**Instructions for the task**. Repeat every line of the data exactly, but not the pictures.

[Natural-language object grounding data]
====

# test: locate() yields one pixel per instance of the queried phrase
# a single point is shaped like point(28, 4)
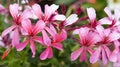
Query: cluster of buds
point(50, 28)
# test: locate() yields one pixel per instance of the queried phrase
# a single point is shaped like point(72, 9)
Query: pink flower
point(17, 18)
point(92, 16)
point(114, 56)
point(49, 14)
point(55, 42)
point(112, 19)
point(3, 11)
point(31, 32)
point(71, 19)
point(87, 39)
point(107, 36)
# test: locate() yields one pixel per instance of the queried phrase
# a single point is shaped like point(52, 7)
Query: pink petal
point(63, 35)
point(100, 30)
point(116, 44)
point(3, 11)
point(59, 17)
point(57, 46)
point(108, 12)
point(32, 46)
point(83, 56)
point(60, 37)
point(104, 58)
point(27, 26)
point(49, 10)
point(22, 45)
point(76, 31)
point(46, 38)
point(37, 10)
point(45, 54)
point(113, 55)
point(114, 36)
point(50, 55)
point(91, 13)
point(53, 28)
point(15, 38)
point(8, 30)
point(91, 51)
point(71, 19)
point(38, 39)
point(107, 32)
point(95, 56)
point(26, 14)
point(76, 54)
point(14, 11)
point(40, 25)
point(107, 50)
point(51, 32)
point(117, 14)
point(105, 21)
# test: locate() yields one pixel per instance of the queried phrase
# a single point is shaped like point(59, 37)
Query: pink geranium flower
point(49, 14)
point(16, 25)
point(112, 19)
point(87, 39)
point(55, 42)
point(3, 11)
point(31, 33)
point(92, 16)
point(107, 36)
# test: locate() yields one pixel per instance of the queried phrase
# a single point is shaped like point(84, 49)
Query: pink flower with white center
point(57, 38)
point(70, 20)
point(31, 32)
point(112, 19)
point(114, 56)
point(49, 14)
point(92, 16)
point(16, 26)
point(107, 36)
point(87, 39)
point(3, 11)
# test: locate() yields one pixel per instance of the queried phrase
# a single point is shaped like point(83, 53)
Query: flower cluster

====

**Result for this exercise**.
# test: locate() yields one pixel per instance of the queried phrase
# a single point is shaped like point(28, 4)
Query: cluster of buds
point(50, 28)
# test: locate() yields one pixel per instance of the queried phrase
# a single point is shaped like point(72, 9)
Query: pink flower
point(17, 18)
point(92, 16)
point(114, 56)
point(49, 14)
point(55, 42)
point(112, 19)
point(3, 11)
point(31, 32)
point(71, 19)
point(87, 39)
point(107, 36)
# test: locate() yields one pixel per instance of the queried phrase
# a single point is shaped like point(52, 7)
Query: pink petal
point(63, 35)
point(100, 30)
point(116, 44)
point(3, 11)
point(59, 17)
point(57, 46)
point(108, 12)
point(32, 46)
point(83, 56)
point(60, 37)
point(104, 58)
point(27, 26)
point(49, 10)
point(22, 45)
point(76, 31)
point(46, 38)
point(37, 10)
point(45, 54)
point(113, 55)
point(114, 36)
point(50, 55)
point(91, 13)
point(53, 28)
point(15, 38)
point(8, 30)
point(91, 51)
point(71, 19)
point(38, 39)
point(107, 32)
point(95, 56)
point(26, 14)
point(76, 54)
point(14, 11)
point(40, 25)
point(107, 50)
point(51, 32)
point(117, 14)
point(105, 21)
# test: locate() yields one pixel per instance of the queried phrase
# a single point is shaped like point(59, 37)
Query: pink geranium flower
point(49, 14)
point(16, 25)
point(112, 19)
point(87, 39)
point(55, 42)
point(3, 11)
point(31, 33)
point(92, 16)
point(107, 36)
# test: locate() yields one pixel per instance of the queried phrase
# a single point is shaped like point(84, 49)
Query: pink flower with white center
point(57, 38)
point(70, 20)
point(31, 32)
point(112, 19)
point(114, 56)
point(49, 14)
point(92, 16)
point(16, 26)
point(107, 36)
point(87, 39)
point(3, 11)
# test: locate() yields one pixel per instance of the queried phrase
# a single point is shaped like point(83, 53)
Query: flower cluster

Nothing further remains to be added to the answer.